__TEXTO__.
★ ★ ★ ★

¿De quién es la música?
Circula desde hace algunos años el rumor de que la partitura de L’Arianna, segunda ópera que escribiera Claudio Monteverdi, no está extraviada como siempre se ha creído, sino que se halla en la colección privada de un millonario japonés que no accede a enseñársela a nadie, pues disfruta con el privilegio de ser la única persona de este mundo que puede contemplar dicha partitura. Hay quien, además, da datos de cómo llegó L’Arianna al millonetis nipón: se la vendieron los herederos de una aristócrata veneciana que la guardaba celosamente bajo el colchón de su cama. Y hay quien, incluso, adorna la historia diciendo que un famoso personaje de la música antigua asegura que llegó a ver la partitura en el palacio de la aristócrata antes de que esta falleciera.

★ ★ ★ ★

__EXTRACTO DE DATOS__.
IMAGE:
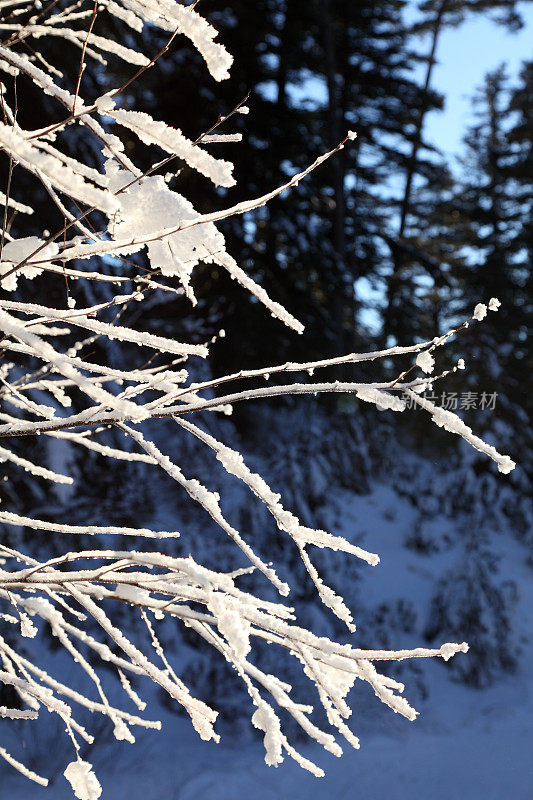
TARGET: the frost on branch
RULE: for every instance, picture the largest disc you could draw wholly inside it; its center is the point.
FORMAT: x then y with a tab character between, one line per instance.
49	388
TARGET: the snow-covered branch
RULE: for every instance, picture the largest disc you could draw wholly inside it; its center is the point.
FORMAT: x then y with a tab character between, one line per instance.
49	388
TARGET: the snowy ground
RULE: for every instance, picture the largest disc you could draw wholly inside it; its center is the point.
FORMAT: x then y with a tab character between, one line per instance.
466	745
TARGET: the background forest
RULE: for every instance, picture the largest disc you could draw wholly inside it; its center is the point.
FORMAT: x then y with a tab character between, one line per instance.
389	242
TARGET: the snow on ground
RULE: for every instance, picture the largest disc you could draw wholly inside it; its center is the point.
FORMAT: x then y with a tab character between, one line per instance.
467	744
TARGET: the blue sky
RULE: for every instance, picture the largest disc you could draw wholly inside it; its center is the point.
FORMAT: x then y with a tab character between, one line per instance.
465	55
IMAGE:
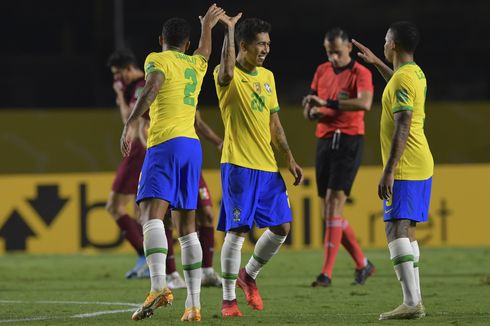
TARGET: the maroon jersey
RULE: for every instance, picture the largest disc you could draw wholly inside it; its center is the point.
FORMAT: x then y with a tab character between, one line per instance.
341	84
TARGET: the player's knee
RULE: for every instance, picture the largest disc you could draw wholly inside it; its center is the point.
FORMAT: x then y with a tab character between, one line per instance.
282	229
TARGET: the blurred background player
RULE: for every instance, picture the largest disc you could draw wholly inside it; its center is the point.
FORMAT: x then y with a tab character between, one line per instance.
406	182
341	91
253	189
128	83
172	165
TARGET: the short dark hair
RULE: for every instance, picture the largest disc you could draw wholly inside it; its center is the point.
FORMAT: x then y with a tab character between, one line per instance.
335	33
122	59
176	31
248	29
405	34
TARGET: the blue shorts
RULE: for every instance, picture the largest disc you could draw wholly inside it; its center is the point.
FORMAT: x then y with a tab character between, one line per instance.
252	196
171	172
410	200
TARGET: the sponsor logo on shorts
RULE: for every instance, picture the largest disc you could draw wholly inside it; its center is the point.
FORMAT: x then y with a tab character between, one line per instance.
236	214
203	193
257	88
268	88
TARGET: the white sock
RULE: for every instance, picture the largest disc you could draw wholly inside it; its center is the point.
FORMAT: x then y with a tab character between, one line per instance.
191	253
156	247
416	258
401	255
266	247
230	264
207	271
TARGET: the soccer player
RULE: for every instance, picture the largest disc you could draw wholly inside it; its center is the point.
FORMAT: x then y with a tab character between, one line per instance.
253	189
204	220
170	173
341	91
128	84
406	182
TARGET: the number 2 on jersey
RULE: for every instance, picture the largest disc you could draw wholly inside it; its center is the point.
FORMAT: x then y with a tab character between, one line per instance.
190	88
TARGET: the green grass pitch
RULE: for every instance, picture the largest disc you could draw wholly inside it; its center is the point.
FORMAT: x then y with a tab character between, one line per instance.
91	289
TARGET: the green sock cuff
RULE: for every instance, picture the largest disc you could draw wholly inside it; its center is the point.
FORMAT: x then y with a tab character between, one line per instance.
156	251
191	267
402	259
228	276
260	260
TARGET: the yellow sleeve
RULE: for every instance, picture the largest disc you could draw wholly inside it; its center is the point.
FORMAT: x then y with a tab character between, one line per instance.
403	93
274	102
154	63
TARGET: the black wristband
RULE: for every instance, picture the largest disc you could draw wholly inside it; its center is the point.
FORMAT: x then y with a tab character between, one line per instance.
332	104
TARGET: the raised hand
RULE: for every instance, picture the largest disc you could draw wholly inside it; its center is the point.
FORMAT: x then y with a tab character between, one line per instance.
366	54
213	15
230	22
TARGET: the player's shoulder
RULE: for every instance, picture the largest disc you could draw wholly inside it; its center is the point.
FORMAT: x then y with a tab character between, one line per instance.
264	72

★ ★ ★ ★

__QUÉ HACER__.
a) ¿Qué lugar ocupa L’Arianna entre las óperas de Claudio Monteverdi, según el texto sobre el rumor de su partitura?
b) Reanuda el texto sobre el rumor de la partitura de L’Arianna a partir de donde se detiene.

__LAS RESPUESTAS__.
a) Es la segunda ópera que escribió Monteverdi.

b)
Cuesta trabajo tragarse esta historia, aunque solo sea por el hecho de que a alguien que invierte una fortuna en comprar un tesoro musical único se le suponen unas ciertas inquietudes musicales: sería muy extraño que, a estas alturas, no hubiera llamado ya a un puñado de cantantes e instrumentistas para que interpretar L’Arianna para él solito en su mansión. Pero hay otras historias, bastante más prosaicas, que tienen que ver con esto y que son mucho más creíbles. Aquí los tesoros no se esconden bajo colchones, sino en archivos de bibliotecas (generalmente privadas) o de catedrales e iglesias. Aquí no hay ningún millonario japonés desalmado que no permite a nadie ver partituras de las que no existen copias en ningún sitio, sino archiveros insensibles que se consideran dueños exclusivos de las mismas y que cierran los archivos a cal y canto.
Con frecuencia escucho las quejas de musicólogos a los que no se les permite acceder a determinados archivos para rastrear tesoros ocultos. Por supuesto que el musicólogo se lucra cuando encuentra una obra desconocida. Y por supuesto que se lucran también los músicos que luego la tocan. Pero el que más se beneficia cada vez que se produce el hallazgo de una partitura desconocida es el melómano y, por ende, la propia Cultura.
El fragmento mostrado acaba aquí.